■ **Tasks to complete**:
1. Reproduce the passage on breaking unit testing rules from "In Part 1 I" up to and including "test for sure.".
2. Find every line in the rows below that contains the string "instance", matching case exactly, and copy each of those lines.

■ **Text segment**:
________

In part 1 of this series I went over a couple rules that I follow when writing unit tests, and in part 2 I showed how to unit test GenServers. Today, though, we’re gonna be getting our hands dirty and breaking some of those rules that I laid out in part 1. I mean, what good are rules if you don’t break them every now and then!
In Part 1 I defined a unit test as “all behavior within a single function and within a single process.” Basically that boils down to the old adage of “don’t test side effects.” In part 2 I showed how to unit test functions with side effects by asserting that a message was sent to another process and not making assertions on what actually happened in that process as a result of sending that message.
But today, I’m going to show two examples of times where I do test side effects. Prepare yourselves for the horror to follow!
Interacting with the database
If you think that you shouldn’t test an application’s interaction with the database, you’re not wrong. Testing the interaction between your software and software that is often running on an entirely different server is an integration test for sure.

________

■ **Source data**:
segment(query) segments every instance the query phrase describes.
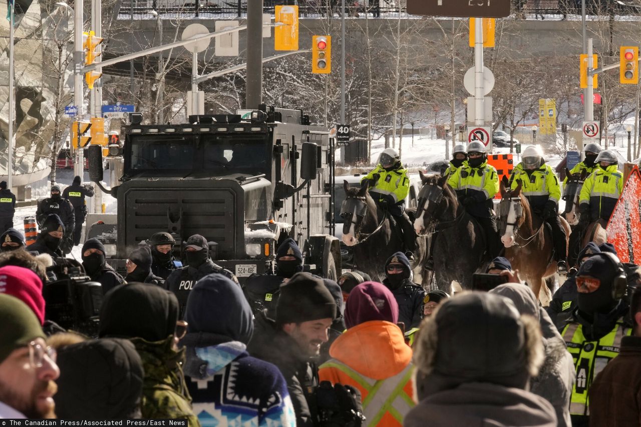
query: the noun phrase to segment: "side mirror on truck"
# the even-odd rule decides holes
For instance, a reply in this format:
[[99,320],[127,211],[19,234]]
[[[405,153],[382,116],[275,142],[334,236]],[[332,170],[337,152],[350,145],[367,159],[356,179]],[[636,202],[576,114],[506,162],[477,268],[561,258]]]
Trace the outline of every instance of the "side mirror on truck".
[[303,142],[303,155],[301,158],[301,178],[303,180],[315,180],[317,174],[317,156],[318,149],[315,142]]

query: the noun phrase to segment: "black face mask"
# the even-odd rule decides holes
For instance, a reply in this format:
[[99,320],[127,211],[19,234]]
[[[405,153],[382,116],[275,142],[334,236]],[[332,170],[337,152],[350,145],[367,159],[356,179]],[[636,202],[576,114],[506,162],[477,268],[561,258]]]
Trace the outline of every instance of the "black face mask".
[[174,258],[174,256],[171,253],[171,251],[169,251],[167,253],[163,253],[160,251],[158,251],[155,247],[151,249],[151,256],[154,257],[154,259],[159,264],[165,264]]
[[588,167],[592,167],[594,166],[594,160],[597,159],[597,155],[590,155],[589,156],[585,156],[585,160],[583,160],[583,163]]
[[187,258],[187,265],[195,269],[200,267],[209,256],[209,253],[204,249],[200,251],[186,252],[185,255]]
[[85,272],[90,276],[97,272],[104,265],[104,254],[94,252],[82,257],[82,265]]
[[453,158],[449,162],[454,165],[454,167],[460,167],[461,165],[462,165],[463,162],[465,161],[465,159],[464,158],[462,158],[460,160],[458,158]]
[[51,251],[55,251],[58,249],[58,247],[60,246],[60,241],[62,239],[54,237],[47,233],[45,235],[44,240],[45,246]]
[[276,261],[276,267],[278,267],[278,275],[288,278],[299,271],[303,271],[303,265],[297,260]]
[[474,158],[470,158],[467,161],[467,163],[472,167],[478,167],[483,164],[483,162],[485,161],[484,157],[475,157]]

________

■ **The replies**:
1.
In Part 1 I defined a unit test as “all behavior within a single function and within a single process.” Basically that boils down to the old adage of “don’t test side effects.” In part 2 I showed how to unit test functions with side effects by asserting that a message was sent to another process and not making assertions on what actually happened in that process as a result of sending that message.
But today, I’m going to show two examples of times where I do test side effects. Prepare yourselves for the horror to follow!
Interacting with the database
If you think that you shouldn’t test an application’s interaction with the database, you’re not wrong. Testing the interaction between your software and software that is often running on an entirely different server is an integration test for sure.

2.
segment(query) segments every instance the query phrase describes.
For instance, a reply in this format:
Trace the outline of every instance of the "side mirror on truck".
For instance, a reply in this format:
Trace the outline of every instance of the "black face mask".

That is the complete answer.